— BEGIN —

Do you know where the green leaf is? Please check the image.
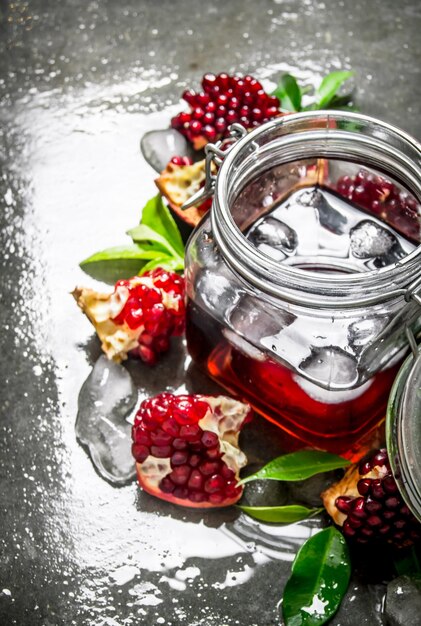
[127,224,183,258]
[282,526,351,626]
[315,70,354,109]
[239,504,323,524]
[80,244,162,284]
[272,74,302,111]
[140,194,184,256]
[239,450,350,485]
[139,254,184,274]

— END —
— BEGIN —

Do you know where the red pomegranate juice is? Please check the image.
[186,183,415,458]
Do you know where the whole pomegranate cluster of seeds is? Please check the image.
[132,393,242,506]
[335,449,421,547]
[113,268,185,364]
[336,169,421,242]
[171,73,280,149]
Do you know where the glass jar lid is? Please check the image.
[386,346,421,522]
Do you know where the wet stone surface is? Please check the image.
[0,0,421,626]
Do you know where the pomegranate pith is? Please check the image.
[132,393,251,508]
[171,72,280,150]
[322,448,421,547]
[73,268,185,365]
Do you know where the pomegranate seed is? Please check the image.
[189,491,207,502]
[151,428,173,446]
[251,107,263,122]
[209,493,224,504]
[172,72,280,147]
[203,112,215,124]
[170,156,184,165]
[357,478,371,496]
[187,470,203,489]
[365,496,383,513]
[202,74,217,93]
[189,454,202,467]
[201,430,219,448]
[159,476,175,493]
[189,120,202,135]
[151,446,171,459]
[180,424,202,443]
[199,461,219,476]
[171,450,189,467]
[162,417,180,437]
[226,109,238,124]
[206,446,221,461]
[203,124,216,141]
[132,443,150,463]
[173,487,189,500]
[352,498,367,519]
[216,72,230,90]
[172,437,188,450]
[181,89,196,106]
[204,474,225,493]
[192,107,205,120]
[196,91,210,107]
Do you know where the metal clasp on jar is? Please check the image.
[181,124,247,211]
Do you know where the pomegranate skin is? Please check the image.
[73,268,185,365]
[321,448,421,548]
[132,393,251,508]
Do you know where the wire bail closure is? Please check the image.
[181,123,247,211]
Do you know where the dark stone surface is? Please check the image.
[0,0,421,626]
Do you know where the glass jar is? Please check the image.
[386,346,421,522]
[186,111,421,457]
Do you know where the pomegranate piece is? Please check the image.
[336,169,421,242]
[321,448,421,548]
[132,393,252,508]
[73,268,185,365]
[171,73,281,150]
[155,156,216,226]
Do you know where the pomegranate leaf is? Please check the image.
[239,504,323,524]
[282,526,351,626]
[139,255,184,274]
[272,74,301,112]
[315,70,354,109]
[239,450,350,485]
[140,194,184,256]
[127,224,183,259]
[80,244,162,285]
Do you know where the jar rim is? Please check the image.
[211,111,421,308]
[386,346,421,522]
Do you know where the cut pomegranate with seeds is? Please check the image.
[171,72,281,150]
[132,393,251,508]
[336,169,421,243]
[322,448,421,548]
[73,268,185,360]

— END —
— BEGIN —

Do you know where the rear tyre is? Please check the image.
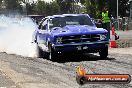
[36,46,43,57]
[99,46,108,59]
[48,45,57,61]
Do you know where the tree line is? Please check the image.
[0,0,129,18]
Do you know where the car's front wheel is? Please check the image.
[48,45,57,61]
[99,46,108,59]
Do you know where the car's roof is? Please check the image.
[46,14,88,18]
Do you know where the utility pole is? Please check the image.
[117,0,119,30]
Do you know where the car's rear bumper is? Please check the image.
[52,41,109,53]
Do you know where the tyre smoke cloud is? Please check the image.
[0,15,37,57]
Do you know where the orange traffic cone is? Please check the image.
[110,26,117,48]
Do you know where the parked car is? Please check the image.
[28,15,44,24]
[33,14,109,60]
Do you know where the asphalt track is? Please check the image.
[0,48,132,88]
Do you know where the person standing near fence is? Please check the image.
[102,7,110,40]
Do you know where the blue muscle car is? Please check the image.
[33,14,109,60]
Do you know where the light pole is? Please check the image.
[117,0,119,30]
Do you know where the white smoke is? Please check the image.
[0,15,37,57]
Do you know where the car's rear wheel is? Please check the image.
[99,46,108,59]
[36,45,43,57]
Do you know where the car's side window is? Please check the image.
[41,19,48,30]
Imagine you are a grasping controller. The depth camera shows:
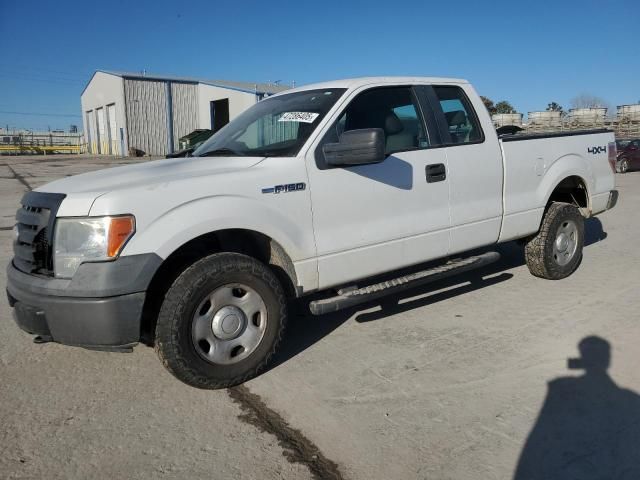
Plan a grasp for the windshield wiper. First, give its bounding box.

— END —

■ **Challenge**
In the records, starting at the line that contains "Do you know where the green" and ending at the line that contains "[139,254,184,274]", change "green leaf" to "yellow leaf" and keep everything else the same. Leave out the pictures.

■ **Task output**
Do you know where the yellow leaf is? Please check the image.
[127,224,183,258]
[282,526,351,626]
[315,70,354,109]
[239,504,323,524]
[80,244,162,284]
[272,74,302,111]
[140,194,184,256]
[239,450,350,485]
[139,254,184,274]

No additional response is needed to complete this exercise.